(Natural language region descriptions)
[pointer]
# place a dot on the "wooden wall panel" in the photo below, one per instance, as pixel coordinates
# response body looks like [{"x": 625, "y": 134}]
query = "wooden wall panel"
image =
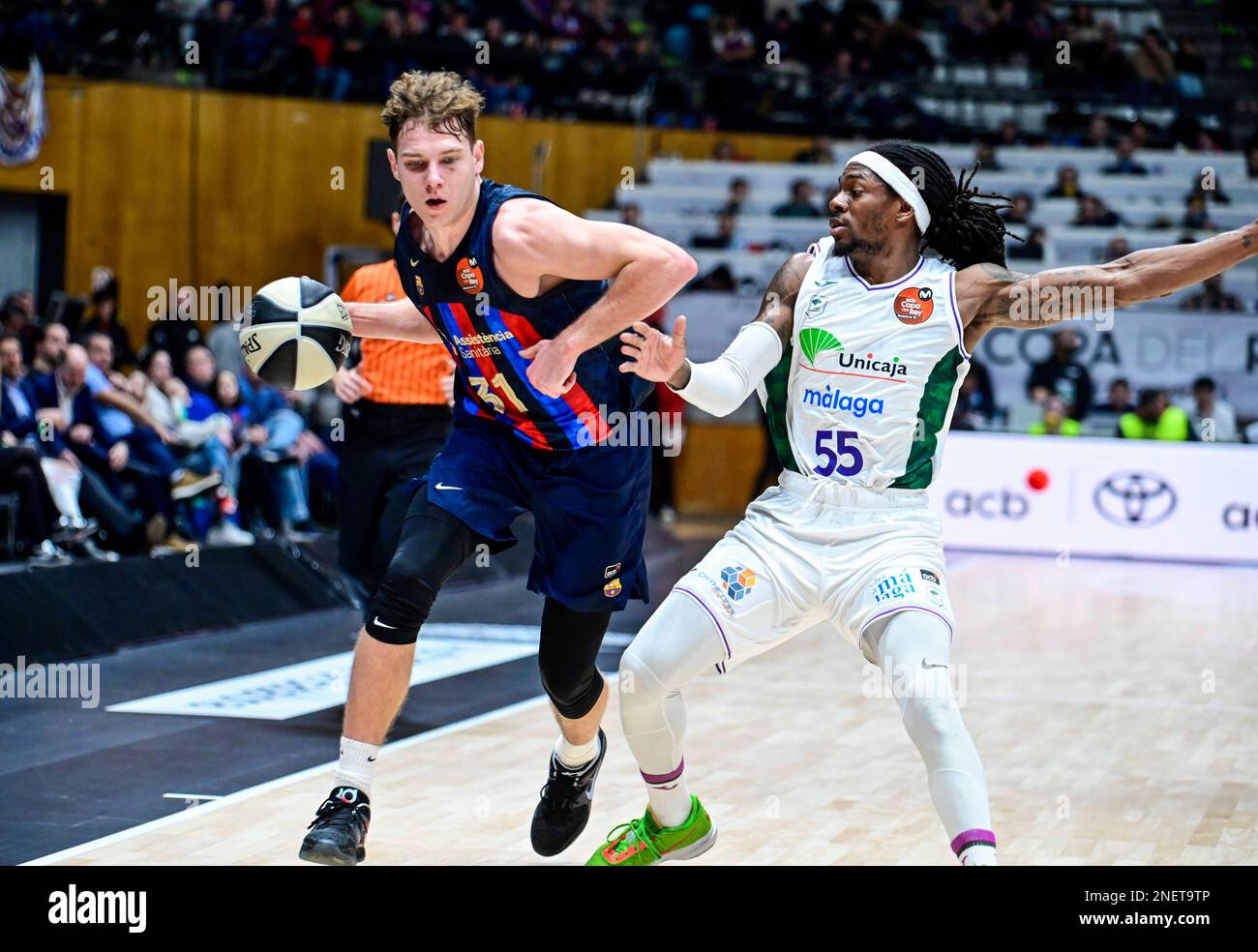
[
  {"x": 167, "y": 183},
  {"x": 713, "y": 473}
]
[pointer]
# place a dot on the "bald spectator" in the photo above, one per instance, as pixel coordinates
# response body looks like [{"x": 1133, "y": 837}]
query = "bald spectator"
[
  {"x": 803, "y": 201},
  {"x": 50, "y": 344},
  {"x": 105, "y": 315}
]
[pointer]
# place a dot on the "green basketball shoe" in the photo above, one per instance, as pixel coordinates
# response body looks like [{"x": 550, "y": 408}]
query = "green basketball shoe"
[{"x": 644, "y": 843}]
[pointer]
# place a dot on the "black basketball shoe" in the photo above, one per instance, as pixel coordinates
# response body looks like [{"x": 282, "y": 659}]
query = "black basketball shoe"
[
  {"x": 339, "y": 833},
  {"x": 565, "y": 805}
]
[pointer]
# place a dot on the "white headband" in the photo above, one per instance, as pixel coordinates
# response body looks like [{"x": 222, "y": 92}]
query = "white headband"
[{"x": 898, "y": 183}]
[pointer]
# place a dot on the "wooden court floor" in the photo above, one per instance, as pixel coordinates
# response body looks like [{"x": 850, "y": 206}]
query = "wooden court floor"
[{"x": 1115, "y": 705}]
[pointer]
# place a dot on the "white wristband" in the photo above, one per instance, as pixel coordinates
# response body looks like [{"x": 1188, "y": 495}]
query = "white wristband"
[{"x": 720, "y": 386}]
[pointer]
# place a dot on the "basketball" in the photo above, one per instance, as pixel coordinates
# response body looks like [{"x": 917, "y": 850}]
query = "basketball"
[{"x": 296, "y": 334}]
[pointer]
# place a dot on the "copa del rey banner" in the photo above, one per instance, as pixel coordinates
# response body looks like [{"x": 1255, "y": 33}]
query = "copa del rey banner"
[
  {"x": 23, "y": 116},
  {"x": 1098, "y": 497},
  {"x": 1152, "y": 348}
]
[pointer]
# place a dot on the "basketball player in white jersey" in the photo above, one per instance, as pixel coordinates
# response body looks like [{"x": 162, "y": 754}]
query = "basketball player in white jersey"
[{"x": 858, "y": 352}]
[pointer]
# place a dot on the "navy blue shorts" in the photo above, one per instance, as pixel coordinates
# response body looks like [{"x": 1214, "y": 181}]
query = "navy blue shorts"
[{"x": 589, "y": 510}]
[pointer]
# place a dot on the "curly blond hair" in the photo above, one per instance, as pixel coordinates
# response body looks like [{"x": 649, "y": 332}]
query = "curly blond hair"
[{"x": 440, "y": 101}]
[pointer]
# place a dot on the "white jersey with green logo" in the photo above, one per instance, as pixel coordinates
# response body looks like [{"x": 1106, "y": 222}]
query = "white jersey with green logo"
[{"x": 864, "y": 393}]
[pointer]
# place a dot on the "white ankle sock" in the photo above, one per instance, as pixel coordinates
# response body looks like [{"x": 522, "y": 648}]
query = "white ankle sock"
[
  {"x": 356, "y": 766},
  {"x": 577, "y": 755},
  {"x": 670, "y": 797}
]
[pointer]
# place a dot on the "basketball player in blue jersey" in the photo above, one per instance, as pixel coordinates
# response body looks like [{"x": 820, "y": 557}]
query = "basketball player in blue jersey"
[
  {"x": 858, "y": 353},
  {"x": 517, "y": 290}
]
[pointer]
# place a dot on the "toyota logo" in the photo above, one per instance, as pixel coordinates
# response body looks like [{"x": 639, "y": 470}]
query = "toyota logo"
[{"x": 1135, "y": 498}]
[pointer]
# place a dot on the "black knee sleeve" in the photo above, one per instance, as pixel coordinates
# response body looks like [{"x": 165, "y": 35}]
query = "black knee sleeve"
[
  {"x": 566, "y": 655},
  {"x": 433, "y": 545}
]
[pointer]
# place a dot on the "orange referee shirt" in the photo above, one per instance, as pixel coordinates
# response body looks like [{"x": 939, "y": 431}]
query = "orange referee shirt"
[{"x": 399, "y": 372}]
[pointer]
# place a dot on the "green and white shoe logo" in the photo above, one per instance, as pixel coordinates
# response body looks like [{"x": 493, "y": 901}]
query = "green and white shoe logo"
[{"x": 814, "y": 341}]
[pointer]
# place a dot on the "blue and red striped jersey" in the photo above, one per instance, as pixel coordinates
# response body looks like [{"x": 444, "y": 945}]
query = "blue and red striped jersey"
[{"x": 485, "y": 325}]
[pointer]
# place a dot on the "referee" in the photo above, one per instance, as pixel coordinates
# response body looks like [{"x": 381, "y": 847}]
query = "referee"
[{"x": 397, "y": 418}]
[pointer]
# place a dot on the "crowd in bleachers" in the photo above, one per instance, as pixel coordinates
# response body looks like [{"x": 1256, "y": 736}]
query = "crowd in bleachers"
[
  {"x": 105, "y": 451},
  {"x": 844, "y": 66},
  {"x": 1061, "y": 401}
]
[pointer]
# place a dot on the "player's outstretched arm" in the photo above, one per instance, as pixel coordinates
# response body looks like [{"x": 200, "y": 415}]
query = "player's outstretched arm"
[
  {"x": 992, "y": 296},
  {"x": 394, "y": 321},
  {"x": 541, "y": 239},
  {"x": 720, "y": 386}
]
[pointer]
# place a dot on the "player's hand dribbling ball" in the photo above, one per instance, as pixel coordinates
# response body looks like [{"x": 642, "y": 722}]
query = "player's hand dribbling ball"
[{"x": 296, "y": 334}]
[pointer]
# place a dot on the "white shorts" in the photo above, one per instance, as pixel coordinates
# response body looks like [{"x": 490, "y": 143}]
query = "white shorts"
[{"x": 813, "y": 552}]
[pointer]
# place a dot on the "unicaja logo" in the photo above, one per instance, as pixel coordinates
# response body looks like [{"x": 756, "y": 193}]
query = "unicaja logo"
[{"x": 1135, "y": 498}]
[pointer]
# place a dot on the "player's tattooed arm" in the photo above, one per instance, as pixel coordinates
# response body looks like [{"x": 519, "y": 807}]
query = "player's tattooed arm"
[
  {"x": 394, "y": 321},
  {"x": 778, "y": 307},
  {"x": 992, "y": 296}
]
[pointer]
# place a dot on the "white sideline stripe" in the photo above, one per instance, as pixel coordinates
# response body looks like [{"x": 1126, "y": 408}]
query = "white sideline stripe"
[
  {"x": 231, "y": 799},
  {"x": 444, "y": 650},
  {"x": 193, "y": 796}
]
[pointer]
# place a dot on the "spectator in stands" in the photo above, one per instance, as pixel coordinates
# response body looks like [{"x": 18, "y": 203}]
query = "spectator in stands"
[
  {"x": 1064, "y": 375},
  {"x": 1213, "y": 297},
  {"x": 1067, "y": 184},
  {"x": 105, "y": 315},
  {"x": 66, "y": 402},
  {"x": 1098, "y": 133},
  {"x": 1189, "y": 70},
  {"x": 50, "y": 343},
  {"x": 726, "y": 235},
  {"x": 1118, "y": 401},
  {"x": 1019, "y": 212},
  {"x": 1153, "y": 62},
  {"x": 1033, "y": 250},
  {"x": 1195, "y": 214},
  {"x": 1055, "y": 420},
  {"x": 1123, "y": 159},
  {"x": 127, "y": 422},
  {"x": 975, "y": 402},
  {"x": 821, "y": 152},
  {"x": 1118, "y": 247},
  {"x": 738, "y": 192},
  {"x": 17, "y": 317},
  {"x": 1011, "y": 134},
  {"x": 803, "y": 201},
  {"x": 1155, "y": 419},
  {"x": 1093, "y": 213},
  {"x": 176, "y": 330},
  {"x": 985, "y": 158},
  {"x": 1212, "y": 418}
]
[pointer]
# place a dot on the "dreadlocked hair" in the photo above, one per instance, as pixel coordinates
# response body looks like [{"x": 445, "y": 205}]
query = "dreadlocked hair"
[{"x": 963, "y": 231}]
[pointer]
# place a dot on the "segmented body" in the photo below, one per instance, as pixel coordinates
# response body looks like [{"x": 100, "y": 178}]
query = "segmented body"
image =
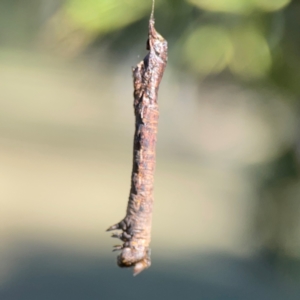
[{"x": 136, "y": 226}]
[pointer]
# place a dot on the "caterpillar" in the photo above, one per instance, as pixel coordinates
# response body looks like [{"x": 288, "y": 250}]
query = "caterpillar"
[{"x": 136, "y": 225}]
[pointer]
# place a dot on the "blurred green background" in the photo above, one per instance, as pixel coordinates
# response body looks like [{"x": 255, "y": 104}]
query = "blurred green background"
[{"x": 226, "y": 223}]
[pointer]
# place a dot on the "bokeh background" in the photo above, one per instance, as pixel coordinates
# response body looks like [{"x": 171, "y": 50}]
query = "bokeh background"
[{"x": 226, "y": 223}]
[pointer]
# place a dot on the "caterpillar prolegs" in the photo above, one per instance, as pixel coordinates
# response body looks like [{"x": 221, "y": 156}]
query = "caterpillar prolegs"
[{"x": 136, "y": 226}]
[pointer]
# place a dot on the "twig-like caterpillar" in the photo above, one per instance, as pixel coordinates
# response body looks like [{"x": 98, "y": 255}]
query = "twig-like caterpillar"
[{"x": 136, "y": 226}]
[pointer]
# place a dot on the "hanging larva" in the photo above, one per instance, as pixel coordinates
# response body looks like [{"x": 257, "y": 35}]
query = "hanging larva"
[{"x": 136, "y": 225}]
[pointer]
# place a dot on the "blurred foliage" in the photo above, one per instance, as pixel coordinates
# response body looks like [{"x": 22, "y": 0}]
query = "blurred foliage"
[
  {"x": 253, "y": 42},
  {"x": 206, "y": 37}
]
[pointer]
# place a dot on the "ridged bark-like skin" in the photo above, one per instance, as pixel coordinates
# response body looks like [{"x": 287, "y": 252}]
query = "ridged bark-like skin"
[{"x": 136, "y": 226}]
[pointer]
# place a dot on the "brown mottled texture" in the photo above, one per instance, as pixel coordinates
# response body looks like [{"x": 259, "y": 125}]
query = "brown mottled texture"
[{"x": 136, "y": 226}]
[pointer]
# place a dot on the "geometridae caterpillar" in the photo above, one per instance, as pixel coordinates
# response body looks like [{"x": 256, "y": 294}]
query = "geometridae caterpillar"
[{"x": 136, "y": 226}]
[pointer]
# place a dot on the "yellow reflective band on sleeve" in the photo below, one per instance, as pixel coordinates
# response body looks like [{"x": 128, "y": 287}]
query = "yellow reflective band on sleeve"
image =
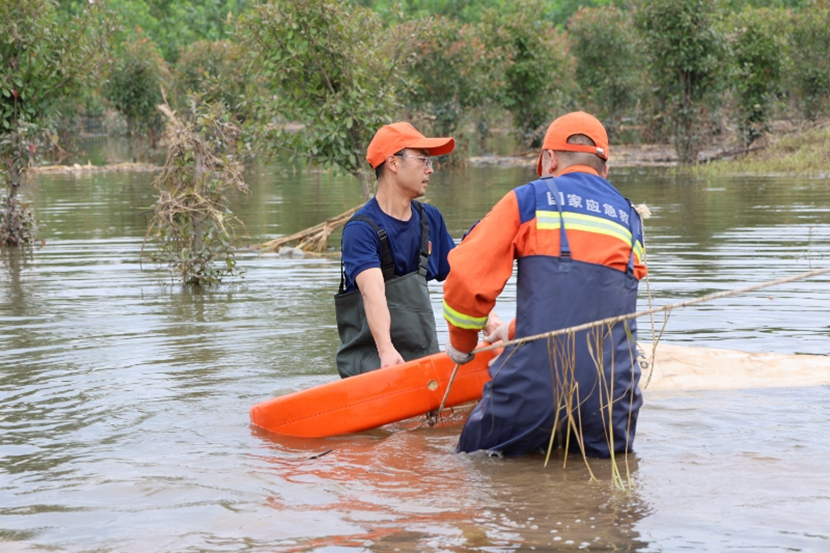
[
  {"x": 460, "y": 320},
  {"x": 549, "y": 220}
]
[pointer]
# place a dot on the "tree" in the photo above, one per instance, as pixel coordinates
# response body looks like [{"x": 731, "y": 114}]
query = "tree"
[
  {"x": 192, "y": 222},
  {"x": 453, "y": 73},
  {"x": 685, "y": 49},
  {"x": 136, "y": 83},
  {"x": 809, "y": 45},
  {"x": 43, "y": 61},
  {"x": 216, "y": 71},
  {"x": 758, "y": 46},
  {"x": 331, "y": 67},
  {"x": 539, "y": 77},
  {"x": 609, "y": 69}
]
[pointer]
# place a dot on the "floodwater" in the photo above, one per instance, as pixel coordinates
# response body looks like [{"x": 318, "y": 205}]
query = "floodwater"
[{"x": 124, "y": 399}]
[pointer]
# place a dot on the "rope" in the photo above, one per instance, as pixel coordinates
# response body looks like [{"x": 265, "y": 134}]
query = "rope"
[
  {"x": 620, "y": 318},
  {"x": 645, "y": 213}
]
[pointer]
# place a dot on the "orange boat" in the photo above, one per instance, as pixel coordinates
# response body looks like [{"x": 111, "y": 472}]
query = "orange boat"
[{"x": 375, "y": 398}]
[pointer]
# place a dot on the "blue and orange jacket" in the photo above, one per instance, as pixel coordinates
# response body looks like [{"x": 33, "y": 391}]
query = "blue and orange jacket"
[{"x": 598, "y": 229}]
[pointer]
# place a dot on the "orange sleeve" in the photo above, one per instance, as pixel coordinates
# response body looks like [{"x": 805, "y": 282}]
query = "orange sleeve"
[{"x": 479, "y": 268}]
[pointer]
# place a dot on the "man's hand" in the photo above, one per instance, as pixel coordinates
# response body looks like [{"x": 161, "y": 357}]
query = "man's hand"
[
  {"x": 390, "y": 357},
  {"x": 458, "y": 357},
  {"x": 498, "y": 334},
  {"x": 493, "y": 322}
]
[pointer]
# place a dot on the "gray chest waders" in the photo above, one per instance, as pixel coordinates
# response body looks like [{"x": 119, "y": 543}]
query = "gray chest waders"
[{"x": 412, "y": 326}]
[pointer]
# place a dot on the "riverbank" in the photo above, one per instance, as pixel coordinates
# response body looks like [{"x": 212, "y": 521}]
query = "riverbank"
[
  {"x": 794, "y": 153},
  {"x": 803, "y": 153},
  {"x": 89, "y": 168}
]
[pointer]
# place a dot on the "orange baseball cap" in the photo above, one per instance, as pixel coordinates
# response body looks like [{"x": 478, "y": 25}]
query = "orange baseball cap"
[
  {"x": 391, "y": 139},
  {"x": 577, "y": 122}
]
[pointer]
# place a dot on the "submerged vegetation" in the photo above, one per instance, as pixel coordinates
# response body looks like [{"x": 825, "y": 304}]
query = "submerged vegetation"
[
  {"x": 192, "y": 223},
  {"x": 804, "y": 153},
  {"x": 314, "y": 79}
]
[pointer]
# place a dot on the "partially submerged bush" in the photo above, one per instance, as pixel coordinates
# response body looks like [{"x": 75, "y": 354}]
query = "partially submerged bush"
[
  {"x": 43, "y": 62},
  {"x": 685, "y": 49},
  {"x": 216, "y": 71},
  {"x": 332, "y": 67},
  {"x": 454, "y": 74},
  {"x": 810, "y": 45},
  {"x": 539, "y": 76},
  {"x": 757, "y": 37},
  {"x": 610, "y": 70},
  {"x": 192, "y": 222},
  {"x": 135, "y": 86}
]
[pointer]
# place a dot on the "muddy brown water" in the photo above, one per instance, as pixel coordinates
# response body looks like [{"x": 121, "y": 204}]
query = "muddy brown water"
[{"x": 124, "y": 399}]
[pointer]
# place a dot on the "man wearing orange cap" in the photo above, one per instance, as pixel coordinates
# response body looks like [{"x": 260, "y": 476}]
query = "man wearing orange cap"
[
  {"x": 578, "y": 245},
  {"x": 391, "y": 247}
]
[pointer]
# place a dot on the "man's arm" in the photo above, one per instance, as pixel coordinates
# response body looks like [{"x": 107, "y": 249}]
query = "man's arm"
[
  {"x": 373, "y": 289},
  {"x": 479, "y": 268}
]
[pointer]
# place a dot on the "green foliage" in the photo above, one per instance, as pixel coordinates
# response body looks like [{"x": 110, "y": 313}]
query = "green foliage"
[
  {"x": 757, "y": 40},
  {"x": 331, "y": 67},
  {"x": 171, "y": 24},
  {"x": 192, "y": 223},
  {"x": 453, "y": 74},
  {"x": 135, "y": 86},
  {"x": 810, "y": 41},
  {"x": 216, "y": 71},
  {"x": 464, "y": 11},
  {"x": 804, "y": 153},
  {"x": 610, "y": 63},
  {"x": 43, "y": 62},
  {"x": 539, "y": 78},
  {"x": 685, "y": 49}
]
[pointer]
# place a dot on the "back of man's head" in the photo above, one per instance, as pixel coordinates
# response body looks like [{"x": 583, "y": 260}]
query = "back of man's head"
[
  {"x": 578, "y": 139},
  {"x": 567, "y": 159}
]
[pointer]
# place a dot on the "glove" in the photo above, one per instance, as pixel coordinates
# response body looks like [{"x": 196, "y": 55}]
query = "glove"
[
  {"x": 500, "y": 334},
  {"x": 457, "y": 356}
]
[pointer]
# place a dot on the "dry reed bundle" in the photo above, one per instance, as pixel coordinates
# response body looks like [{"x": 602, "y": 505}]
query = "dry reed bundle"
[{"x": 313, "y": 238}]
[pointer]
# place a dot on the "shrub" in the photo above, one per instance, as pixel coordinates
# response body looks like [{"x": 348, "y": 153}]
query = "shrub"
[
  {"x": 136, "y": 84},
  {"x": 453, "y": 73},
  {"x": 810, "y": 44},
  {"x": 44, "y": 62},
  {"x": 214, "y": 70},
  {"x": 610, "y": 63},
  {"x": 192, "y": 222},
  {"x": 331, "y": 67},
  {"x": 685, "y": 49},
  {"x": 539, "y": 75},
  {"x": 757, "y": 41}
]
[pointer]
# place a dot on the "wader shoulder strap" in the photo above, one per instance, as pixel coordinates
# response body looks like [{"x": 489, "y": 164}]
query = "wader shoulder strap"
[
  {"x": 564, "y": 245},
  {"x": 423, "y": 254},
  {"x": 387, "y": 264}
]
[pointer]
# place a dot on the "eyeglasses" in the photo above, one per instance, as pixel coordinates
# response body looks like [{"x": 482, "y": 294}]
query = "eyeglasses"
[{"x": 427, "y": 160}]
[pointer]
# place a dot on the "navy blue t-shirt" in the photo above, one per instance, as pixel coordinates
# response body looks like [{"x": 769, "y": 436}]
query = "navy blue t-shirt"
[{"x": 361, "y": 244}]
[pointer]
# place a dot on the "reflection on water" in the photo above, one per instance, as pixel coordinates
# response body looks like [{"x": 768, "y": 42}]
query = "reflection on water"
[{"x": 124, "y": 399}]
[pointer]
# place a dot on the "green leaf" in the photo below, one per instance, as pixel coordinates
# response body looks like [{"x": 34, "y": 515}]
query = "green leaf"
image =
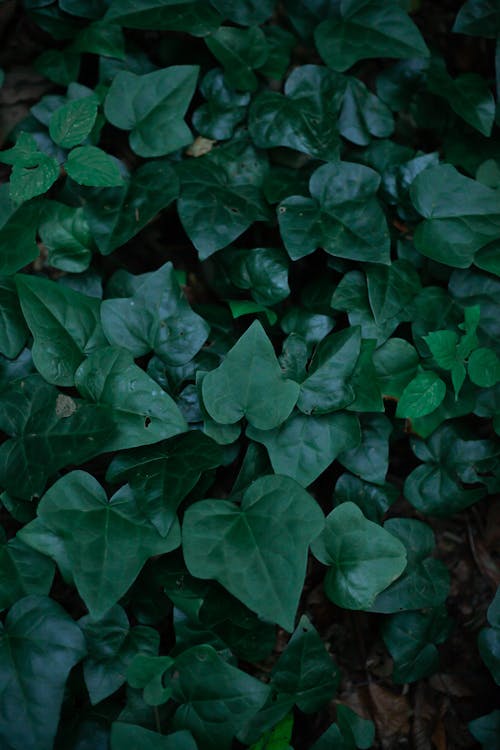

Task details: For every line of the records above that holds the word "panel", count one, and state the total only.

Task output: 2